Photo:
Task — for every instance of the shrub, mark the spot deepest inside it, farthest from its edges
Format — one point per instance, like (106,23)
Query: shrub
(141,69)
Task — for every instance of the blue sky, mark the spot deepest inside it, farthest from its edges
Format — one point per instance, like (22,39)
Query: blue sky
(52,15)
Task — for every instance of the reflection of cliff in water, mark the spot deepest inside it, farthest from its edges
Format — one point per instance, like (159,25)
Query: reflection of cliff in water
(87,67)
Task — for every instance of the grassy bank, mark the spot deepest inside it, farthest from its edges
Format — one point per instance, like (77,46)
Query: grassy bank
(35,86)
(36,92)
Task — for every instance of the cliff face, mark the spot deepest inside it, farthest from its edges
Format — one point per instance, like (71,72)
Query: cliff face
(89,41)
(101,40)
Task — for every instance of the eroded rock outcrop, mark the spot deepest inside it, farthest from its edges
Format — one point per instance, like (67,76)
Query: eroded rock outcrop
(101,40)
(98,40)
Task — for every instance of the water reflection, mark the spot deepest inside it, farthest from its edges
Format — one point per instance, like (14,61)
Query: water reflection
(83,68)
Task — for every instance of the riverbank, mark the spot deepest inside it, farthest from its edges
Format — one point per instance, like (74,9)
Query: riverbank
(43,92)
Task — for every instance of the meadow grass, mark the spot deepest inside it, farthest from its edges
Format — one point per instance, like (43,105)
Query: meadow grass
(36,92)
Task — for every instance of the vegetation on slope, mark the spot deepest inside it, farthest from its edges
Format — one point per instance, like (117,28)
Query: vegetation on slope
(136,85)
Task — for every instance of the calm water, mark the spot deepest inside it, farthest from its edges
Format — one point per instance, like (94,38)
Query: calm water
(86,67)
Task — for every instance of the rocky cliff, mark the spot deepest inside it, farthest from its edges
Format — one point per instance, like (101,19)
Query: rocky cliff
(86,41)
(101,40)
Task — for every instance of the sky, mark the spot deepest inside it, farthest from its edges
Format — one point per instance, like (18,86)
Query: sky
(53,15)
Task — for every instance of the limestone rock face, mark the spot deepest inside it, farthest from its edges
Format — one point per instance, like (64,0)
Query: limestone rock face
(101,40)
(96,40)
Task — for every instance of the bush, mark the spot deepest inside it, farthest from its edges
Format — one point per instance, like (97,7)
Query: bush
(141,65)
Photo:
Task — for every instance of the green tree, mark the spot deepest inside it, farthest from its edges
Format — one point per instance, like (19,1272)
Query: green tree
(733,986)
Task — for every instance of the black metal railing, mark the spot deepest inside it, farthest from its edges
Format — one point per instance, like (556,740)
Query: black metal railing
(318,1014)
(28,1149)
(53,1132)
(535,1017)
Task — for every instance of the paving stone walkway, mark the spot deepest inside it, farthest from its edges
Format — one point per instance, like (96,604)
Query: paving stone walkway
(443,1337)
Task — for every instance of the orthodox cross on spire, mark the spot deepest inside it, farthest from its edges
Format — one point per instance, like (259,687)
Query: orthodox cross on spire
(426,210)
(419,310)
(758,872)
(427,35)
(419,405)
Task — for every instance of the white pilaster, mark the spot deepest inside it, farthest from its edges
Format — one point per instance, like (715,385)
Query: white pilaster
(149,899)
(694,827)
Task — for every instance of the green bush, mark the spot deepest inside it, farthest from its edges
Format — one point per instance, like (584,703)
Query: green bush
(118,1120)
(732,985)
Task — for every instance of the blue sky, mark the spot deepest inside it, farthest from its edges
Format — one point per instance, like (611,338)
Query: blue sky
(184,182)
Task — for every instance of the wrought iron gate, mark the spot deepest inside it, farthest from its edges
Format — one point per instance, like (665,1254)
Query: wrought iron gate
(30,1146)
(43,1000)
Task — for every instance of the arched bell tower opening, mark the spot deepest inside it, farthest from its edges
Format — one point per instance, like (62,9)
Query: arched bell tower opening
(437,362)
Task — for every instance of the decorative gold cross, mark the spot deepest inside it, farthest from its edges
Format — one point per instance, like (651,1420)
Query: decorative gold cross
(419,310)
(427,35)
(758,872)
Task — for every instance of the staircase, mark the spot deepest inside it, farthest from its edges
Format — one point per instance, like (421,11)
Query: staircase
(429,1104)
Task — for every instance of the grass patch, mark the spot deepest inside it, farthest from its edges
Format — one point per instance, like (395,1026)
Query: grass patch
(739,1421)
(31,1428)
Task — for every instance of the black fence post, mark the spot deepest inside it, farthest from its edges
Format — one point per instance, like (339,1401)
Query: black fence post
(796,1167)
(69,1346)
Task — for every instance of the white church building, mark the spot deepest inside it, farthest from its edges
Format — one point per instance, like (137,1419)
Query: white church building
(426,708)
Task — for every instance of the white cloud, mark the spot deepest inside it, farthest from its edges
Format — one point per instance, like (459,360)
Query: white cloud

* * * * * * * * *

Return all of the material above verbatim, reproducing every line without alteration.

[RESPONSE TO THIS TASK]
Photo:
Task — for every instance of the shrub, mark the spot deepest inside it, farthest from its edges
Format — one point per instance, like (106,23)
Query: shrub
(141,69)
Task — for every instance of the blue sky, mark the spot deepest inside it, farthest from its edges
Format — one point per instance, like (22,39)
Query: blue sky
(52,15)
Task — for every instance of the reflection of cliff in water, mark the spot deepest inside it, farthest from its edges
Format — one point per instance, like (159,25)
Query: reflection of cliff in water
(87,67)
Task — for every instance of the grassy bank, mark the spot deepest inside it, farthest from its edges
Format — one point per instance, like (77,46)
Query: grassy bank
(35,86)
(36,92)
Task — for every instance of the cliff face, mark the spot deepest inside it, farthest from its edges
Format — one point per instance, like (71,72)
Query: cliff face
(89,41)
(101,40)
Task — for every instance of the eroded rock outcrop, mark the spot deepest inside it, farthest from its edges
Format — one point per instance, like (67,76)
Query: eroded rock outcrop
(101,40)
(98,40)
Task — for every instance of the water reflection, mark the spot deepest inside it, farthest from its edges
Format — one point per instance, like (14,61)
Query: water reflection
(83,68)
Task — for every instance of the riverbank, mark the spot deepest inside it, farthest from its edges
Format — one point per instance, like (74,9)
Query: riverbank
(43,92)
Task — for every instance of the meadow grass, mark the spot deepest inside it, farthest from its edges
Format — one point per instance, like (43,105)
Query: meadow grass
(36,92)
Task — for every instance of the vegetation on slope, mark the spot deepest inside it, farthest from its edges
Format — one point per instance, like (117,28)
Query: vegetation on slope
(136,85)
Task — for every instance of the calm water, mark the spot deepest inside it, farthest from its edges
Format — one point per instance, like (94,38)
Query: calm water
(86,67)
Task — for every instance of the rocky cliff, mark the spot deepest inside it, farthest from its edges
Format — one point per instance, like (101,19)
Query: rocky cliff
(86,41)
(101,40)
Task — for every instance of the sky, mark the spot deepest inside it, farthest from its edges
Format — one point per instance, like (18,86)
Query: sky
(53,15)
Task — for every instance of the limestone rock face, mark the spot deepest inside it, farthest from its edges
Format — one point per instance, like (64,0)
Query: limestone rock face
(101,40)
(96,40)
Task — for every instance of the bush, mark the spot deepest inside it, farthest from its edges
Format — one point per instance, like (97,7)
Query: bush
(141,65)
Photo:
Task — for every instance of the green tree, mark the spot deepest inside it, farthest from its edges
Format — one point per instance, like (19,1272)
Query: green tree
(733,986)
Task — for every instance of the black metal railing, mark the spot deepest inside it, farthest from its edges
Format — one point per instance, like (556,740)
Query: black metal railing
(318,1014)
(28,1149)
(53,1132)
(535,1017)
Task — for every instance of the paving stone walkway, mark the spot deepest inside it, farthest from its edges
Format — one point per instance, like (96,604)
Query: paving stone walkway
(443,1337)
Task — for every instance of the orthodox cross on spire, mark the spot deepest inside it, farthest from its edges
Format — one point per instance, like (259,687)
Query: orthodox cross on spire
(426,210)
(419,310)
(758,872)
(427,35)
(419,405)
Task — for every instance of the white pilaster, mark the spot deepest inside it, farthest from its edges
Format — one point per instance, like (715,385)
Query: white pilaster
(149,899)
(694,827)
Task — for every instance of the green bush, mark the spot deepest inside it, farthest from its edges
Format — one point per instance, like (584,703)
Query: green bush
(118,1120)
(732,985)
Task — for every instance of the blue sky, mark the spot deepest inside it, farthest from its edges
Format — one point per instance, like (611,338)
Query: blue sky
(184,182)
Task — for every instance of the wrought iron gate, mark the spot deepest inside it, farthest from its edges
Format — one point per instance, like (665,1254)
Query: wrought iron gate
(30,1146)
(43,1000)
Task — for every instance of the arched bell tower opening, mark the spot deepest inside it, farthest from its edges
Format — one point per instance, like (62,9)
Query: arched bell tower opening
(437,362)
Task — for every instance of the decorative gold cross, mark the spot deepest inside it, farthest from its edges
Format — one point per instance, like (651,1420)
Query: decorative gold cross
(419,310)
(427,35)
(758,872)
Task — for every instance of the staircase, mark the spot deepest inside it, farthest from its edges
Format — one point per instance, like (421,11)
Query: staircase
(429,1104)
Task — for every instance of the grass patch, mark the spot deepest inside it, farthest from its edges
Format — one point per instance, like (395,1026)
Query: grass patch
(739,1421)
(31,1428)
Task — for every instance of the black fence post, mark the spot deepest inside it, farthest from its edges
Format — one point per instance, like (339,1401)
Query: black fence post
(796,1167)
(69,1346)
Task — for every instance of the white church building, mark the spot deepest inside it, farthest from its edges
Format — one point per instance, like (137,1419)
Query: white church building
(426,708)
Task — for every instance of the white cloud, mark the spot deepest inside it, farthest from its edges
Format — one point per instance, like (459,360)
Query: white cloud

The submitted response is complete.